• DATA FOR THIS TASK:
● ● ● ● ● ● ●

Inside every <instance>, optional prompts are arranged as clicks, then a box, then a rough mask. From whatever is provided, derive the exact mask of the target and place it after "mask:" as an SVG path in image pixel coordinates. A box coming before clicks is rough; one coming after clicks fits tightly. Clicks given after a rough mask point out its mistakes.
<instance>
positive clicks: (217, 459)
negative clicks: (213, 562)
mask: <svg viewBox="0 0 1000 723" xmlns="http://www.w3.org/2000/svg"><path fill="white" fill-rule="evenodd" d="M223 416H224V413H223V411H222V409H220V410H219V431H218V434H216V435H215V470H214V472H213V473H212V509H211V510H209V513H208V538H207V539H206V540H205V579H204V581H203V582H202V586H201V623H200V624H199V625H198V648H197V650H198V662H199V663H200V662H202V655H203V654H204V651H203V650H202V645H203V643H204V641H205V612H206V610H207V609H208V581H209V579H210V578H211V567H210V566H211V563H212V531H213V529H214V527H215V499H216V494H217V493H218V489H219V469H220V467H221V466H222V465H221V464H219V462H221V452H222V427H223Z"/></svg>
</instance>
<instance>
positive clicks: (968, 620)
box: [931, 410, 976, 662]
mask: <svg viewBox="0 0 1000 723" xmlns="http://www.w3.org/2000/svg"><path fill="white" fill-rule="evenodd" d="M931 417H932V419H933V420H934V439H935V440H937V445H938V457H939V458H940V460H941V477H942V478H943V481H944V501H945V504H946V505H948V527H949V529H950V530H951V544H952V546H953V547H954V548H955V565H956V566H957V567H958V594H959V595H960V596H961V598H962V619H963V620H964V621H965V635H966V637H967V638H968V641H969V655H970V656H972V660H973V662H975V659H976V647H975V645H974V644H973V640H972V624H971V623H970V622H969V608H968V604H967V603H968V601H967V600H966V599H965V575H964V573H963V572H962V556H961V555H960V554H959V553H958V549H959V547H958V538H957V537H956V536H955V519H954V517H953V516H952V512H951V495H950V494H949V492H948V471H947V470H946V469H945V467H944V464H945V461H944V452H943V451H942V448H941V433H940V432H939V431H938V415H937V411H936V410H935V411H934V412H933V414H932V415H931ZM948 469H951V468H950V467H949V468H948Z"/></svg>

● ● ● ● ● ● ●

• EXERCISE: Give back all of the records exactly as they were provided above.

• YOUR SOLUTION:
Inside every <instance>, optional prompts are arranged as clicks, then a box, then a rough mask. From whatever is provided, derive the exact mask of the target and place it after "mask:" as an SVG path in image pixel coordinates. A box coming before clicks is rough; one coming after clicks fits tightly. Clicks given after a rough mask point out its mistakes.
<instance>
positive clicks: (217, 459)
negative clicks: (213, 562)
mask: <svg viewBox="0 0 1000 723" xmlns="http://www.w3.org/2000/svg"><path fill="white" fill-rule="evenodd" d="M223 416H224V413H223V411H222V409H220V410H219V431H218V434H216V435H215V470H214V472H213V473H212V509H211V510H209V513H208V538H207V539H206V540H205V579H204V581H203V582H202V586H201V623H200V624H199V625H198V648H197V650H198V662H199V663H200V662H202V655H203V654H204V651H203V650H202V645H203V643H204V641H205V612H206V610H207V609H208V581H209V579H210V578H211V567H210V566H211V563H212V531H213V529H214V527H215V499H216V494H217V493H218V489H219V469H220V467H221V466H222V465H221V464H219V462H221V452H222V427H223Z"/></svg>
</instance>
<instance>
positive clicks: (968, 620)
box: [931, 410, 976, 662]
mask: <svg viewBox="0 0 1000 723" xmlns="http://www.w3.org/2000/svg"><path fill="white" fill-rule="evenodd" d="M931 417H932V419H933V420H934V439H935V440H937V445H938V457H939V458H940V460H941V477H942V478H943V481H944V501H945V504H946V505H948V527H949V529H950V530H951V544H952V546H953V547H954V548H955V565H956V566H957V567H958V594H959V595H960V596H961V598H962V619H963V620H964V621H965V635H966V637H967V638H968V641H969V655H970V656H972V660H973V662H975V659H976V647H975V645H974V644H973V640H972V624H971V623H970V622H969V608H968V604H967V603H968V601H967V600H966V599H965V575H964V573H963V572H962V556H961V555H960V554H959V553H958V549H959V547H958V538H957V537H956V536H955V519H954V517H953V516H952V512H951V495H950V494H949V492H948V471H947V470H946V469H945V467H944V464H945V461H944V452H943V451H942V448H941V433H940V432H939V431H938V415H937V411H936V410H935V411H934V412H933V414H932V415H931ZM948 469H951V468H950V467H949V468H948Z"/></svg>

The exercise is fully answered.